> [TEXT PROVIDED]:

==========

By Rich Bartell, U.S. Army Africa Public AffairsMay 15, 2012
VICENZA, Italy -- Recently, a two-man traveling contact team journeyed to the Defense Institute for Superior Army Training in Bujumbura, Burundi to work with 16 Burundi National Defense Force (BNDF) chaplains and psychologists with a focus on family counseling.
"After more than two decades of civil strife and now peacekeeping missions in Somalia, the Burundi National Defense Force is developing the skills of its chaplains' corps to deal with some of the resulting emotional and family challenges," said Chap. (Col.) Jonathan McGraw, command chaplain, U.S. Army Africa.
The other half of the TCT, Chap. (Lt. Col.) Jason Duckworth, is an expert in military Family counseling and is incoming Clinical Director, U.S. Army Family Life Chaplain Training Center, Fort Hood, Texas. He and McGraw worked with BNDF chaplains and psychologists to address family and soldier counseling priorities identified by their Burundi counterparts.
"We're particularly fortunate to have Chap. Duckworth as a subject matter expert on this contact team," McGraw said. "He's been instrumental in mentoring many U.S. Army Family Life Chaplains. His expertise will help expand the BNDF chaplains' capabilities."

==========

> [EXTRACTED RECORDS]:
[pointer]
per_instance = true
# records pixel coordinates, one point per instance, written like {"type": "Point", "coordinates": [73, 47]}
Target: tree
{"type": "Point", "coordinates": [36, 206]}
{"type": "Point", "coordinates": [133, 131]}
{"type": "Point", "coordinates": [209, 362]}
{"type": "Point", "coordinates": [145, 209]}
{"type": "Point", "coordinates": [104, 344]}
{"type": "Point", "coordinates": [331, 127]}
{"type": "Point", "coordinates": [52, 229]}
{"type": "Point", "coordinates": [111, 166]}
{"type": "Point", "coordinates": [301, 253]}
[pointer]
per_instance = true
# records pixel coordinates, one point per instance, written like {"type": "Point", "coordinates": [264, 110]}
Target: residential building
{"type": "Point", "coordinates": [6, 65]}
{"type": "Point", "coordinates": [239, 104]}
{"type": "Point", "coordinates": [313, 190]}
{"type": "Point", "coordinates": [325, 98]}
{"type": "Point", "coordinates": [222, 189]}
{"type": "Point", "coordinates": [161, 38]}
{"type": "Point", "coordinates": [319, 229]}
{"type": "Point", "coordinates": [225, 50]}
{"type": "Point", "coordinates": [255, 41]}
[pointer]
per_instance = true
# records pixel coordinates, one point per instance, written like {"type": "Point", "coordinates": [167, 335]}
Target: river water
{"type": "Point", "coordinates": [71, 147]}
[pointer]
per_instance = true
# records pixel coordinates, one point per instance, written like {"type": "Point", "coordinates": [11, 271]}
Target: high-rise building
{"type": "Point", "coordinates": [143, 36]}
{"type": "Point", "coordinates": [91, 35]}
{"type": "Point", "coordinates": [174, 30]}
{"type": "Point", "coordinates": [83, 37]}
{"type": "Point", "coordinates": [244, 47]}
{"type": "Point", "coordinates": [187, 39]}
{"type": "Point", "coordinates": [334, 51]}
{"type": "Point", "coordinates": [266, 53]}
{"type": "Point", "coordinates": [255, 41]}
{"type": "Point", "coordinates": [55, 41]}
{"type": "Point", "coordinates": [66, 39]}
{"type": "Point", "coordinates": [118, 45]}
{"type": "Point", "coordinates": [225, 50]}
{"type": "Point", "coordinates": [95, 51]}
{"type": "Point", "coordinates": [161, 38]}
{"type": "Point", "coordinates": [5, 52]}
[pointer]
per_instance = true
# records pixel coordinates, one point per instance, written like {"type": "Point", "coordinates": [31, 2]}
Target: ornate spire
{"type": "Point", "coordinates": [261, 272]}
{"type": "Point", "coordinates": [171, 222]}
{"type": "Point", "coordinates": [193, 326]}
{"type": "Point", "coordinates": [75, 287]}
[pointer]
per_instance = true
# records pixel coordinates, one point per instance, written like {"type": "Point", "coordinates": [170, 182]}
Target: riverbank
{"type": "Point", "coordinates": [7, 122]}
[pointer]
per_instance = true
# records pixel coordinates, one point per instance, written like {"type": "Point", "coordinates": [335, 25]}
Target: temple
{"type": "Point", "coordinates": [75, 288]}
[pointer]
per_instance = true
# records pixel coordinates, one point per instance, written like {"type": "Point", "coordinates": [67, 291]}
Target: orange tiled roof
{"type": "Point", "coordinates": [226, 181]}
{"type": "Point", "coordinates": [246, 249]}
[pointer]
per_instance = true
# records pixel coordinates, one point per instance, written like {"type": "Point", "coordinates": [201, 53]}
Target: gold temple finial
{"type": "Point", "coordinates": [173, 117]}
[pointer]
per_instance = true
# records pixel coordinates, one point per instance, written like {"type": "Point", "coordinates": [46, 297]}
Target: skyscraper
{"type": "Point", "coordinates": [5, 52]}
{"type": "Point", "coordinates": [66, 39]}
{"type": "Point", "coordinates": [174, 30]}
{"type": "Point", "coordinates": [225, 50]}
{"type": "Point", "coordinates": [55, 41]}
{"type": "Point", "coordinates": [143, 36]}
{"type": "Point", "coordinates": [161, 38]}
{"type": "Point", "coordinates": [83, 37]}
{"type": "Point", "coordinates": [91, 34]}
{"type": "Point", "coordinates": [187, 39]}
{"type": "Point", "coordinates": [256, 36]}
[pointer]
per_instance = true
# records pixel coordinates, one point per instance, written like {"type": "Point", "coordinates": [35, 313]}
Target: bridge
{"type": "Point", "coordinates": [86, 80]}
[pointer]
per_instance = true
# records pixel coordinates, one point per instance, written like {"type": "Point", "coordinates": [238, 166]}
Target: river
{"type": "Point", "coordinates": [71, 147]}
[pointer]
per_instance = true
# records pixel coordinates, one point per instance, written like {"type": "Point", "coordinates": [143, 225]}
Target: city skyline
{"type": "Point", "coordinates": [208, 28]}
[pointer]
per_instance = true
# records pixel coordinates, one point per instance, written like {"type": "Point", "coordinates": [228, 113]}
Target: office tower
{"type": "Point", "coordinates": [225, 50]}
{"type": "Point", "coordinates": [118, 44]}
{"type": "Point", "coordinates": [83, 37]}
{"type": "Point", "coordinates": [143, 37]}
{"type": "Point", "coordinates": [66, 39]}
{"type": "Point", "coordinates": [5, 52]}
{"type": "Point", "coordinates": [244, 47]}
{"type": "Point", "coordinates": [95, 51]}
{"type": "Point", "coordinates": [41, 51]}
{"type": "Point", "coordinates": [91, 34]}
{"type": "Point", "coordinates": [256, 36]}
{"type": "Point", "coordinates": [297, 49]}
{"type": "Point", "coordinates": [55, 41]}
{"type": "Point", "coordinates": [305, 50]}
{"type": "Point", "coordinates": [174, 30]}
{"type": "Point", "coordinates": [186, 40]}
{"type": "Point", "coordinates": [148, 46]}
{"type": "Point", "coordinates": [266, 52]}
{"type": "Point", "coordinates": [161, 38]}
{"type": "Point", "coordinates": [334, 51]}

==========

> [TASK TO CARRY OUT]: Using the article on the Burundi chaplain training, say whether each statement agrees with it, answering yes or no and quoting the words that decide it. 1. The contact team worked with 16 BNDF chaplains and psychologists. 2. Jason Duckworth is the command chaplain of U.S. Army Africa. 3. The training took place at Fort Hood, Texas.

> [OUTPUT OF THE EXERCISE]:
1. Yes: "to work with 16 Burundi National Defense Force (BNDF) chaplains and psychologists"
2. No: "Chap. (Col.) Jonathan McGraw, command chaplain, U.S. Army Africa"
3. No: "the Defense Institute for Superior Army Training in Bujumbura, Burundi"